**Exercise aim**
Copy out the passage below on the Mughal–Portuguese War of 1692–1693 word for word, in full.
== Text
Commanders and leaders
- Matabar Khan: Viceroy Pedro de Meneses Noronha de Albuquerque [pt]

Strength
- Unknown: Unknown

Casualties and losses
- Unknown: Unknown

= Mughal–Portuguese War (1692–1693) =

Historical conflict

The Mughal–Portuguese War of 1692–1693 was a brief conflict between the Mughal Empire and Portuguese India, launched by the Mughal general Matabar Khan against the Portuguese in Vasai (Bassein), near present-day Mumbai (Bombay).

==Background==

In 1693, during the Mughal–Maratha Wars the region of Konkan served as a base of Maratha activities since it was suitable for launching raids against the Mughals in Deccan. One of these refuges for Marathas was the fort of Sidhgarh (29 miles southeast of Mahuli), the Mughal general Matabar khan after waiting for six months, they captured the fort on 20 October, upon hearing this loss, the Maratha generals Khandoji Kadam and Damaji Naryan led a force from Rajmachi and blockaded Sidhgarh by occupying the village below the fort, Mughal reinforcement arrived and expelled the Marathas after a heavy fight.

The escaping Marathas found shelter in Portuguese territories after bribing the local Portuguese governor, the Portuguese started supplying them and giving shelter to Maratha families as well, the general of Salsette Island Tristao de Mello favored the Marathas

==Course of hostilities==

The Portuguese denied the Mughals permission to cross their territory to attack the Marathas. Having learned of the Portuguese acts, Matabar khan launched an attack against them, a strong detachment invaded their holdings in Konkan, and he drove the native peasants into the Mughal side and captured many of the enemy families whenever found, the Portuguese attempted to offer a fight but were routed after a severe battle, he captured two forts according to Khafi Khan the Mughals then chased the retreating Portuguese in Bassein, they set the church outside of Bassein to fire and halted at Bahadurpura asking Aurangzeb to lend him more reinforcements to attack Bassein and other forts. The domestic enemies of the Portuguese took advantage of this and sided with the Mughals as the inhabitants of Uran did.
====
== Information supplied
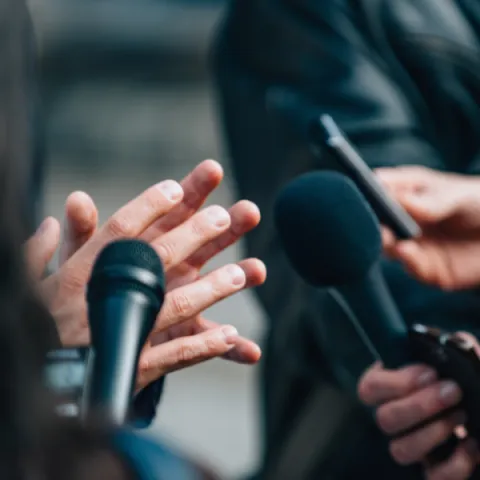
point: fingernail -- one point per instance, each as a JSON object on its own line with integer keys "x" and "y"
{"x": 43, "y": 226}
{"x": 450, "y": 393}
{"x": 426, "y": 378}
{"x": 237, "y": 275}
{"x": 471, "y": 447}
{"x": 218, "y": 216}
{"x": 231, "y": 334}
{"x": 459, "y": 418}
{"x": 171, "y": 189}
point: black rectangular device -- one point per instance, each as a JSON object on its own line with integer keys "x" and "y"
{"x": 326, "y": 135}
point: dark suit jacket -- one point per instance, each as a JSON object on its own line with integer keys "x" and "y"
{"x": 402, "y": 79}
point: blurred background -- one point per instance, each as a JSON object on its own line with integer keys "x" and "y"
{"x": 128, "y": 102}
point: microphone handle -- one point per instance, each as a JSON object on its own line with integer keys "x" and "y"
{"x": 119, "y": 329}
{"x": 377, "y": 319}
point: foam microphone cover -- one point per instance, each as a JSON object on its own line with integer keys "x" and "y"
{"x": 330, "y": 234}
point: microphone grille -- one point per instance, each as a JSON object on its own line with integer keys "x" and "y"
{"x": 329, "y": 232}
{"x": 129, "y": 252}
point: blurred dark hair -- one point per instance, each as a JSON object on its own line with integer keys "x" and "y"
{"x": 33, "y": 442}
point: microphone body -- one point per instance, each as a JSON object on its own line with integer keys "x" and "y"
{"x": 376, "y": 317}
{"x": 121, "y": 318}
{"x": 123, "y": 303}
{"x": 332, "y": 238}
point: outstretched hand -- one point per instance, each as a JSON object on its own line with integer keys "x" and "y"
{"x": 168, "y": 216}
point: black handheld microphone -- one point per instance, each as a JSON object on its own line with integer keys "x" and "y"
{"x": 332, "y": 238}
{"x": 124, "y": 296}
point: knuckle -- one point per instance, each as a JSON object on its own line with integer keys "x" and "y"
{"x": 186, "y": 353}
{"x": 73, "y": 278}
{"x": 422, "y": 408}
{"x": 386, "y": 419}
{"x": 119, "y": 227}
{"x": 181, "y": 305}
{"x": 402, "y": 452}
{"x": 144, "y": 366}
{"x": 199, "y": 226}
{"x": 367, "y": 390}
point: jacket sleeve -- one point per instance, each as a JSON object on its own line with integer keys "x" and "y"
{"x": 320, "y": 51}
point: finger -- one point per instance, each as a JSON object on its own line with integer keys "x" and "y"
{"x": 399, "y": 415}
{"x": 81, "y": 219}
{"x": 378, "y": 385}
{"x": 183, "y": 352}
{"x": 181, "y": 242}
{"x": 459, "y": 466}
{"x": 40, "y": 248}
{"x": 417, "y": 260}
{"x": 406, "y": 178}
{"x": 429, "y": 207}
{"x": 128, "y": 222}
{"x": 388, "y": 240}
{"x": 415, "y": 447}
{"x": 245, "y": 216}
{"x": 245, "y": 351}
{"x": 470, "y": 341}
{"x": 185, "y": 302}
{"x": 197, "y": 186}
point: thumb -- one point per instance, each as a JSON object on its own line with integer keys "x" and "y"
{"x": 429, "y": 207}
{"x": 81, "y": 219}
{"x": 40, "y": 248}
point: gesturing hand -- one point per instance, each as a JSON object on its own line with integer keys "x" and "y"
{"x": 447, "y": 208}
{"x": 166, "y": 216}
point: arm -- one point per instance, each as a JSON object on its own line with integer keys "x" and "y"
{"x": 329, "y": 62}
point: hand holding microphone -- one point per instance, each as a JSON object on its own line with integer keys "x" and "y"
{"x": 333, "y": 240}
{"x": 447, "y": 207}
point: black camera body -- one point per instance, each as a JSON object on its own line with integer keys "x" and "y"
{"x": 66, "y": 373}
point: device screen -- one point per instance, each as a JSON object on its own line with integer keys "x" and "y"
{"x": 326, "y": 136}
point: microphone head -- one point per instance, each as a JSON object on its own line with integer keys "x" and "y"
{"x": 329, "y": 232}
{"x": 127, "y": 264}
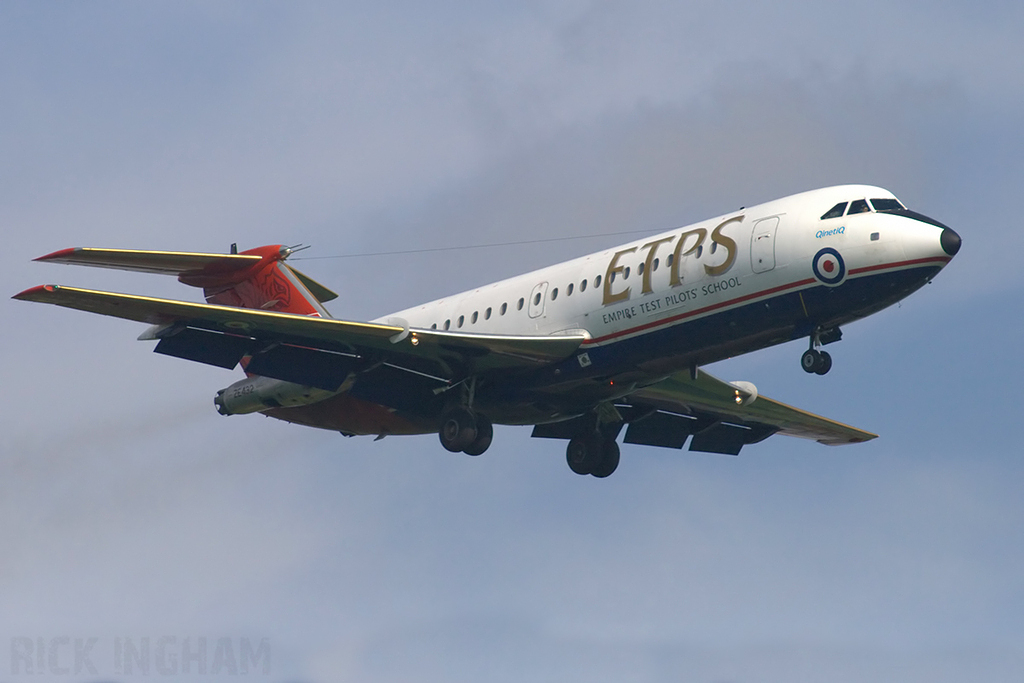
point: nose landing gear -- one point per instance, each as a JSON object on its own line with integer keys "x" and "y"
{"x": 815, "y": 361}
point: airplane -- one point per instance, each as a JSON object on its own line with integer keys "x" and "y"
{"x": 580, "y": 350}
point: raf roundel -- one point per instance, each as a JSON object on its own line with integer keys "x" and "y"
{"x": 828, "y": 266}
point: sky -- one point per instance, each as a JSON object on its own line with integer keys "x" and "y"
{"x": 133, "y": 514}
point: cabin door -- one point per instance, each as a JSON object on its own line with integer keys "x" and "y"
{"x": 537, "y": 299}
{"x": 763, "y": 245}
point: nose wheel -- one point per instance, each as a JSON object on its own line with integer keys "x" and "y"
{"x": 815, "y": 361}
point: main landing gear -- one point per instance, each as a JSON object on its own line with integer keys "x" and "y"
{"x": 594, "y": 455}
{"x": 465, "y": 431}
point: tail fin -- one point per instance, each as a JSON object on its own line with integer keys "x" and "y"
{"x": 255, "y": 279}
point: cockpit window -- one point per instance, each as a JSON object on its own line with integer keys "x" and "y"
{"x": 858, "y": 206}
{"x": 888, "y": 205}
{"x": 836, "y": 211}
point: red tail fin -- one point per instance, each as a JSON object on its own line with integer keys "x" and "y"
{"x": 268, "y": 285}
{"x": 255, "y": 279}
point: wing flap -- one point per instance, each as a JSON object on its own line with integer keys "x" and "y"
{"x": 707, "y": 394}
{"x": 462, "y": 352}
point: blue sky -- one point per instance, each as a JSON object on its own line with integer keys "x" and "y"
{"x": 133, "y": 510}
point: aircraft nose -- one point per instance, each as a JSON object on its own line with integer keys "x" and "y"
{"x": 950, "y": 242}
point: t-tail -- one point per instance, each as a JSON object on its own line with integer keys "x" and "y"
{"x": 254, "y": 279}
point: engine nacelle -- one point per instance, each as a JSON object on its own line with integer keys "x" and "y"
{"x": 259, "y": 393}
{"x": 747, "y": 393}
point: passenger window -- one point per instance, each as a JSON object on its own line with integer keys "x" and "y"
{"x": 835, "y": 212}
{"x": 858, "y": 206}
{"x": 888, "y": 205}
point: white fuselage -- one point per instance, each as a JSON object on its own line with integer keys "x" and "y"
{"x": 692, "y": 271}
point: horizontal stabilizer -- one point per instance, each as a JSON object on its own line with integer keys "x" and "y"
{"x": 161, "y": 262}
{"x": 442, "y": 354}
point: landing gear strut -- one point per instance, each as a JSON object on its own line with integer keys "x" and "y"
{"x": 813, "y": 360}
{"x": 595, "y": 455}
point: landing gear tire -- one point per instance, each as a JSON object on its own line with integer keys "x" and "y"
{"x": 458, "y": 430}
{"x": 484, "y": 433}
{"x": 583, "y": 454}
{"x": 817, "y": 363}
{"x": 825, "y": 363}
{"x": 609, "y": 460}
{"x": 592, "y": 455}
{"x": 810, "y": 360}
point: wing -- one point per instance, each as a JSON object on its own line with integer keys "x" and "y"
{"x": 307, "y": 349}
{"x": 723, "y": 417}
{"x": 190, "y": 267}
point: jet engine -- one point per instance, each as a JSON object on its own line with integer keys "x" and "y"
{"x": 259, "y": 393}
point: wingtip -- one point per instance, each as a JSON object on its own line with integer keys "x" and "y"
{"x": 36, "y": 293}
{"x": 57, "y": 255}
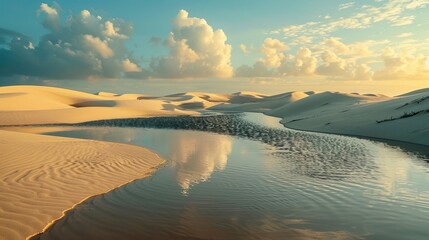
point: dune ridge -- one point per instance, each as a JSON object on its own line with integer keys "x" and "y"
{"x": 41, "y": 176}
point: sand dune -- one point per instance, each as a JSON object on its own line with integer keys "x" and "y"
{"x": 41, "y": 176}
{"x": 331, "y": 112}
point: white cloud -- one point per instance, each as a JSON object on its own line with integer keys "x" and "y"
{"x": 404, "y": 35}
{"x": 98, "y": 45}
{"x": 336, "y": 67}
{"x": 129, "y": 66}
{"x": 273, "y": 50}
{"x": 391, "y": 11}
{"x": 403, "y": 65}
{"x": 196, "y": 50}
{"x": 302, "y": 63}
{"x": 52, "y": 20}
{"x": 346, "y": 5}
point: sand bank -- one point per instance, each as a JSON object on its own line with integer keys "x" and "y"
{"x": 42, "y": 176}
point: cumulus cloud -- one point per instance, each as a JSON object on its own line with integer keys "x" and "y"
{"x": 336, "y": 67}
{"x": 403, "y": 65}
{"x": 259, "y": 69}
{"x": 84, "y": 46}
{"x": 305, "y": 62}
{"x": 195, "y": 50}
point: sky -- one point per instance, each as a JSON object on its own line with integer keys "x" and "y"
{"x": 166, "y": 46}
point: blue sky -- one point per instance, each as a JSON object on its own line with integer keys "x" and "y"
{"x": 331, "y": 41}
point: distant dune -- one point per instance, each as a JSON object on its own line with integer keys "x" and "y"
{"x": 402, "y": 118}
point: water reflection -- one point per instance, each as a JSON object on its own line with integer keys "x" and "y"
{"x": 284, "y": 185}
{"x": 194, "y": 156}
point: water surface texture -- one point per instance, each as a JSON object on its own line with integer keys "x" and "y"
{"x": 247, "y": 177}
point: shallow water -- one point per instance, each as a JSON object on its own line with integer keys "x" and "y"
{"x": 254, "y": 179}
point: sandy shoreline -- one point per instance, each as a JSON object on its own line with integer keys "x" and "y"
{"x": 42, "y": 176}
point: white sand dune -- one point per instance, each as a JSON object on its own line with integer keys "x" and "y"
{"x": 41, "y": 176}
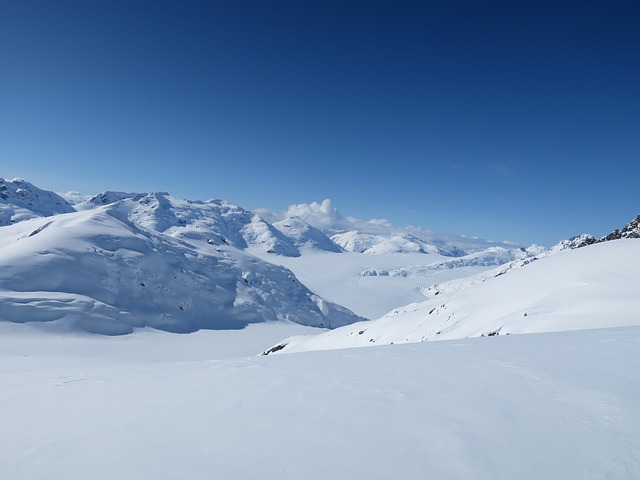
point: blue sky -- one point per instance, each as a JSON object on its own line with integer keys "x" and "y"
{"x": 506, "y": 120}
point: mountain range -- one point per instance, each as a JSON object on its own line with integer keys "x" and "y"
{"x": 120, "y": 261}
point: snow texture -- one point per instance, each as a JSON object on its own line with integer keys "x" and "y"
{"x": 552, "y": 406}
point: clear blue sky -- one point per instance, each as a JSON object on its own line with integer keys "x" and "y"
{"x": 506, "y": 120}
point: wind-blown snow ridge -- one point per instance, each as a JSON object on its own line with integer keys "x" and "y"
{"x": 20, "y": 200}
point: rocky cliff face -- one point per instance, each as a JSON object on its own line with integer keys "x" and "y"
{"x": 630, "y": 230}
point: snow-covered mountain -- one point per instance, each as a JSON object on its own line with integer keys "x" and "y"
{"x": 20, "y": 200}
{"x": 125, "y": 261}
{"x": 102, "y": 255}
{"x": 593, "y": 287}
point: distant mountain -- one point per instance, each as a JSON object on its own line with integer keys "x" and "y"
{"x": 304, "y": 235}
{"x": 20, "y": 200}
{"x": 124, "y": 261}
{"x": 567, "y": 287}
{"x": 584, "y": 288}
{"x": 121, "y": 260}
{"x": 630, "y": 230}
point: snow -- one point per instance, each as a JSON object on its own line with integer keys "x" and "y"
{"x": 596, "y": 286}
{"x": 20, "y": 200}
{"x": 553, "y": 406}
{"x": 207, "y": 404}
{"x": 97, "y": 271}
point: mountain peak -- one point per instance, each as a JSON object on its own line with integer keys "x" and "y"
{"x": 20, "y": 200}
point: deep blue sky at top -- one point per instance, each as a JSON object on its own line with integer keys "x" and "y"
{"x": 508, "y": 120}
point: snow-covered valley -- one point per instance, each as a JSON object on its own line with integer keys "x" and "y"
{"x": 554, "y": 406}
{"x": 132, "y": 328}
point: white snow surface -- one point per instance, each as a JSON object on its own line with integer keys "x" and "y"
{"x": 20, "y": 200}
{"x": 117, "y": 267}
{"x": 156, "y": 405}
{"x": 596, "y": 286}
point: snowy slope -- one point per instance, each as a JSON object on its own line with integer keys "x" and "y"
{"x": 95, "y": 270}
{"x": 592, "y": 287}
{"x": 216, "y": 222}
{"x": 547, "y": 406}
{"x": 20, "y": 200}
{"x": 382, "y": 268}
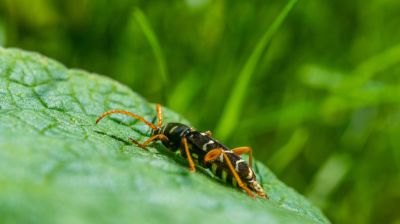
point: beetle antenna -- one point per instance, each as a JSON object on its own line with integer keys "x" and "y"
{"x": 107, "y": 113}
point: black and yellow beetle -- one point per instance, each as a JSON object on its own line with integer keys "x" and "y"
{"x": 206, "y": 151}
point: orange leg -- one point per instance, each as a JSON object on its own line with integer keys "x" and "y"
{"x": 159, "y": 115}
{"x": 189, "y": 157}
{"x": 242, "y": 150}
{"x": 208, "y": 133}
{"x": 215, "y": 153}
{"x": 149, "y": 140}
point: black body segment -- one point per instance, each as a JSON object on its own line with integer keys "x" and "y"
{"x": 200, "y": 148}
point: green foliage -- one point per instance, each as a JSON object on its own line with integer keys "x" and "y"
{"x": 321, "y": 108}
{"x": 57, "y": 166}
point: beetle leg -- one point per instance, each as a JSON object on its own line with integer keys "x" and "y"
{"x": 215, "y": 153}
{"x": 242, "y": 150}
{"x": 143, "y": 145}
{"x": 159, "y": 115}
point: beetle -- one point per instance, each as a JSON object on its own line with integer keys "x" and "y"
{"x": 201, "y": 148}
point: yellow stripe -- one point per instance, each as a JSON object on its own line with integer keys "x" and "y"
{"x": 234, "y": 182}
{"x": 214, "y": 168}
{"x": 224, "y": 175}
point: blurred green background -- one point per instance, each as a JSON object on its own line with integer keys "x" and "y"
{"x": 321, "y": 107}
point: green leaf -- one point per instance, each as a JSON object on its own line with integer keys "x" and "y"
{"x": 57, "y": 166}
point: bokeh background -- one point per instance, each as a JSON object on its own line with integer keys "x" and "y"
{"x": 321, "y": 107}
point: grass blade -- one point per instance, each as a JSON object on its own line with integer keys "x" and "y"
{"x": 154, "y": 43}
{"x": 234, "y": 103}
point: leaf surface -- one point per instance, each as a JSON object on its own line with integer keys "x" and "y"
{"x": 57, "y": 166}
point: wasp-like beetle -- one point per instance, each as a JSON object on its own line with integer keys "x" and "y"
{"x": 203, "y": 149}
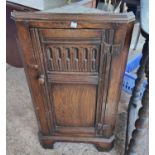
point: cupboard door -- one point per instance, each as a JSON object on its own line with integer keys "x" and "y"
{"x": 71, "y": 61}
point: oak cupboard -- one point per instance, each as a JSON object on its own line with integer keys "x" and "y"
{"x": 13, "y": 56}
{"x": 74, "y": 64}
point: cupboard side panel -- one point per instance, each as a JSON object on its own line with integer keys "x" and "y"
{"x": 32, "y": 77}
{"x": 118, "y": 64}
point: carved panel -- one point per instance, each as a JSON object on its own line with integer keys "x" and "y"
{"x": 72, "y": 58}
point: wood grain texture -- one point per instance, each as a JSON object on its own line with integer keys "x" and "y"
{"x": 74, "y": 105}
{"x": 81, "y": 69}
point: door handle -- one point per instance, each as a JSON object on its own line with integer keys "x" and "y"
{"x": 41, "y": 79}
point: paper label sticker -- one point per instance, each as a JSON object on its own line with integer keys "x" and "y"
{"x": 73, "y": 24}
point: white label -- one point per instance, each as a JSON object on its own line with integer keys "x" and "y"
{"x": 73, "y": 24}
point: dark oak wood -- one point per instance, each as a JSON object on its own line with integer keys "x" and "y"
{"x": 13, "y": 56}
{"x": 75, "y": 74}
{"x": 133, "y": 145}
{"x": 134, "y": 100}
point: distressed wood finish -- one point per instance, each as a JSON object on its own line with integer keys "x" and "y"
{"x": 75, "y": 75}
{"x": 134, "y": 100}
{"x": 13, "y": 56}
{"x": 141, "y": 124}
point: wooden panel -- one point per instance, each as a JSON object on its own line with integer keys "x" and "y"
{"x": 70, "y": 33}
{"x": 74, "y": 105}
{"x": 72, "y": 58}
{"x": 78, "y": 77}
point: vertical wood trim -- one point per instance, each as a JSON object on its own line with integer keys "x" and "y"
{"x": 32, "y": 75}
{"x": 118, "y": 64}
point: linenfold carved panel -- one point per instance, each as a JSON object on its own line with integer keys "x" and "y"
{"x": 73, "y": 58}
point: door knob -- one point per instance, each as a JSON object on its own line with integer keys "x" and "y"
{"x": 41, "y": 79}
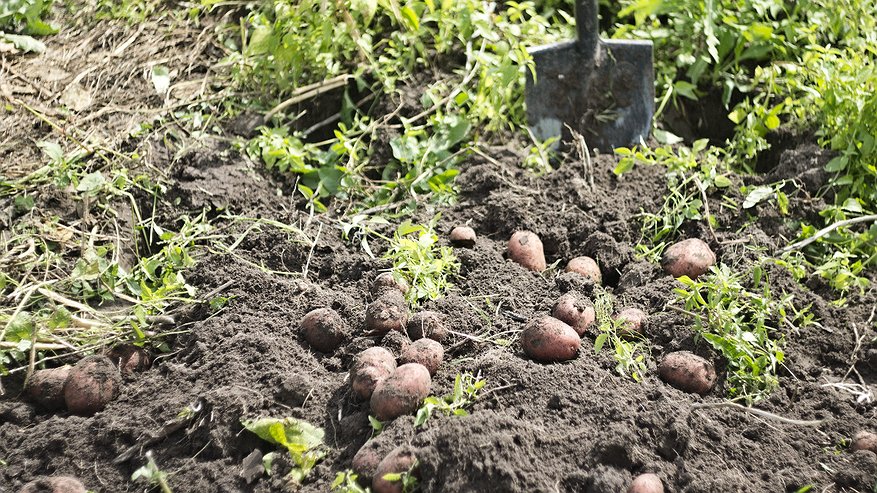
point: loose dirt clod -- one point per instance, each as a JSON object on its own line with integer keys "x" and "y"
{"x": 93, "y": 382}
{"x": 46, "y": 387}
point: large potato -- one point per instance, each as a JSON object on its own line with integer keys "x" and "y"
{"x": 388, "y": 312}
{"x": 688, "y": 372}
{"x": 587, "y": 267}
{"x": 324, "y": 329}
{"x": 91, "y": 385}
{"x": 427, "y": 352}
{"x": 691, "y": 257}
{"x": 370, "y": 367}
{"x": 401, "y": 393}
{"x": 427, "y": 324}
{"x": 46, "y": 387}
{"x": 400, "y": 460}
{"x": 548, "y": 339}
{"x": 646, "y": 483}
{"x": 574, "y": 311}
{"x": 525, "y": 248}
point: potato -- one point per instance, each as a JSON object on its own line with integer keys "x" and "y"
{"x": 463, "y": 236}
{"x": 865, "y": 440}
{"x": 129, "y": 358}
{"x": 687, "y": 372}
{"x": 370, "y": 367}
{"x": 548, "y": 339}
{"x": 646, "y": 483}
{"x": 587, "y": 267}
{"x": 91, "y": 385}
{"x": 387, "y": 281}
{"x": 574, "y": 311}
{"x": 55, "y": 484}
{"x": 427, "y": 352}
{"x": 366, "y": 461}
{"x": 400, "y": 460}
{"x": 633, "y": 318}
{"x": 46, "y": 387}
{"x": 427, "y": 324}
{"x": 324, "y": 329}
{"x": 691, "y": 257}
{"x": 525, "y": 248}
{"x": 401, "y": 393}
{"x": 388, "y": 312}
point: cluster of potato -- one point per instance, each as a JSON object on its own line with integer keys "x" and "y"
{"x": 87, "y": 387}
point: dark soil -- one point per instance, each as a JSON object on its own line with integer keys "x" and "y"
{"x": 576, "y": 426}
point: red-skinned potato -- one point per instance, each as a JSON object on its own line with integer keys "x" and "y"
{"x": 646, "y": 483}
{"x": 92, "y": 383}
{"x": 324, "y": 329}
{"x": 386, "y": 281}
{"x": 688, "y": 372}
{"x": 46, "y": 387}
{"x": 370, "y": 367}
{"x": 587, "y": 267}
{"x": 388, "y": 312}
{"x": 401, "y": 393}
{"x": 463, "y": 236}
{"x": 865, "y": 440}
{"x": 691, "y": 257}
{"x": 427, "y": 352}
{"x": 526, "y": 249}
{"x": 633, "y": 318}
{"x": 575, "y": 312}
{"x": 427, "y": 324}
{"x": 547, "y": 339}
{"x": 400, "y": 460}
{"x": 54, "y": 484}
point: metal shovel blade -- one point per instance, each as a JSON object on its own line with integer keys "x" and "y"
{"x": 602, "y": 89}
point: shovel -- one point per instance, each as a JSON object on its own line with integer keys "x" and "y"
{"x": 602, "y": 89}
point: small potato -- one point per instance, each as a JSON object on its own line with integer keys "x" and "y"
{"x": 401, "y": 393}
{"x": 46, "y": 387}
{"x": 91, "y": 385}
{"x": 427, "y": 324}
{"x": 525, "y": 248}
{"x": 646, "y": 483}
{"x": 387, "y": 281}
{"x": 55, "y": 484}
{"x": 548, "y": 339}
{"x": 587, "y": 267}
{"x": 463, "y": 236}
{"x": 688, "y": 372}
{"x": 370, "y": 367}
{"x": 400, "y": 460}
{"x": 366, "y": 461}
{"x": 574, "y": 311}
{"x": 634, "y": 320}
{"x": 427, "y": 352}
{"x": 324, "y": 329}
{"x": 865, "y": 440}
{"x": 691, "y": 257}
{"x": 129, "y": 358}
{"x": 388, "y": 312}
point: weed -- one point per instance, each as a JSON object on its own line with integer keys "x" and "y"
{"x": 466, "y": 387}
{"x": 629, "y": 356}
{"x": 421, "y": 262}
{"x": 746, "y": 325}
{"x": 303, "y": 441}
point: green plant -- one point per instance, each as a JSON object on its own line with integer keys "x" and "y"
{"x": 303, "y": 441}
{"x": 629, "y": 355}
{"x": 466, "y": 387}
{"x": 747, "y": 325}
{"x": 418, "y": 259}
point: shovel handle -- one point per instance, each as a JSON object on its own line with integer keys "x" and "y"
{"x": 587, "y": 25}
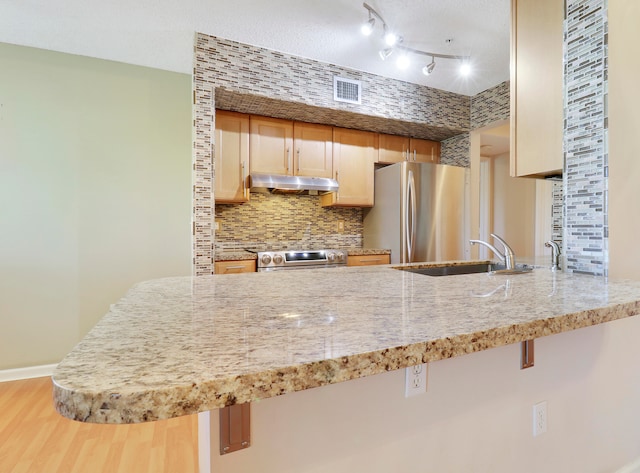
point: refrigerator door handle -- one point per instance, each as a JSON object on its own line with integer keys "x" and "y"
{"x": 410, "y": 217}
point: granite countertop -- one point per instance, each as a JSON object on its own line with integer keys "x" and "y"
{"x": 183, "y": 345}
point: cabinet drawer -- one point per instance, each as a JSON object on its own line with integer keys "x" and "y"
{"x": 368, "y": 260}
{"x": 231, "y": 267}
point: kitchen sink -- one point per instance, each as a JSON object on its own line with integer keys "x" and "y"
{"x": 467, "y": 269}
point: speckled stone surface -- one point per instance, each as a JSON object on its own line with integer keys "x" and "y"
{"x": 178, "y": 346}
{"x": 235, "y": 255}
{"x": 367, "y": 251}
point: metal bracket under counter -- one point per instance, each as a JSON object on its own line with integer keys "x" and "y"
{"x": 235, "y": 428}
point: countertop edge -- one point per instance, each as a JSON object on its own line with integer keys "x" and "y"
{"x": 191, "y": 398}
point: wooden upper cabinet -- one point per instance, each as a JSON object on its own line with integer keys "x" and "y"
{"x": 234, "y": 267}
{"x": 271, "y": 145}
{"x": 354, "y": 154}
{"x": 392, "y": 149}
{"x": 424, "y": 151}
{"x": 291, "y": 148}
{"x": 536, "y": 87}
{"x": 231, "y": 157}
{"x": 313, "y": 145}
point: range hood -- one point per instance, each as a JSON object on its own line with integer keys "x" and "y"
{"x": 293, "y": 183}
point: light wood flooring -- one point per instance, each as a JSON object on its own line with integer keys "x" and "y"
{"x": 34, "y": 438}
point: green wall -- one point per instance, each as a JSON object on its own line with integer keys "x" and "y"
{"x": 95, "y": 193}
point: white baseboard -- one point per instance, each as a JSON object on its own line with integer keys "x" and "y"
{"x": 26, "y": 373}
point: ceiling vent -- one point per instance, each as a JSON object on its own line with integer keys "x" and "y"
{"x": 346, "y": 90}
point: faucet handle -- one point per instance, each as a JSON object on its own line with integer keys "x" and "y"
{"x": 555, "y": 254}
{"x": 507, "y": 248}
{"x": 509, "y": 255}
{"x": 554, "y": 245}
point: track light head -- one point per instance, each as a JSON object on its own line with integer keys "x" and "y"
====
**Expected answer**
Commanders and leaders
- Matabar Khan: Viceroy Pedro de Meneses Noronha de Albuquerque [pt]

Strength
- Unknown: Unknown

Casualties and losses
- Unknown: Unknown

= Mughal–Portuguese War (1692–1693) =

Historical conflict

The Mughal–Portuguese War of 1692–1693 was a brief conflict between the Mughal Empire and Portuguese India, launched by the Mughal general Matabar Khan against the Portuguese in Vasai (Bassein), near present-day Mumbai (Bombay).

==Background==

In 1693, during the Mughal–Maratha Wars the region of Konkan served as a base of Maratha activities since it was suitable for launching raids against the Mughals in Deccan. One of these refuges for Marathas was the fort of Sidhgarh (29 miles southeast of Mahuli), the Mughal general Matabar khan after waiting for six months, they captured the fort on 20 October, upon hearing this loss, the Maratha generals Khandoji Kadam and Damaji Naryan led a force from Rajmachi and blockaded Sidhgarh by occupying the village below the fort, Mughal reinforcement arrived and expelled the Marathas after a heavy fight.

The escaping Marathas found shelter in Portuguese territories after bribing the local Portuguese governor, the Portuguese started supplying them and giving shelter to Maratha families as well, the general of Salsette Island Tristao de Mello favored the Marathas

==Course of hostilities==

The Portuguese denied the Mughals permission to cross their territory to attack the Marathas. Having learned of the Portuguese acts, Matabar khan launched an attack against them, a strong detachment invaded their holdings in Konkan, and he drove the native peasants into the Mughal side and captured many of the enemy families whenever found, the Portuguese attempted to offer a fight but were routed after a severe battle, he captured two forts according to Khafi Khan the Mughals then chased the retreating Portuguese in Bassein, they set the church outside of Bassein to fire and halted at Bahadurpura asking Aurangzeb to lend him more reinforcements to attack Bassein and other forts. The domestic enemies of the Portuguese took advantage of this and sided with the Mughals as the inhabitants of Uran did.